### Requirement
Can you express these lines as a JSON list of strings, one string per line, leaving out any blank lines?

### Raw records
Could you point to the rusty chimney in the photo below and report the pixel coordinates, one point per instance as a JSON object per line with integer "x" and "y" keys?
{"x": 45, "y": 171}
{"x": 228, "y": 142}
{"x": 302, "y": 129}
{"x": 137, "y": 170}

### Task result
[
  "Could you point to the rusty chimney in the photo below and report the pixel coordinates, one point per instance as a JSON object per line with integer \"x\" and \"y\" keys?",
  "{\"x\": 45, \"y\": 171}",
  "{\"x\": 228, \"y\": 142}",
  "{\"x\": 302, \"y\": 129}",
  "{\"x\": 137, \"y\": 170}"
]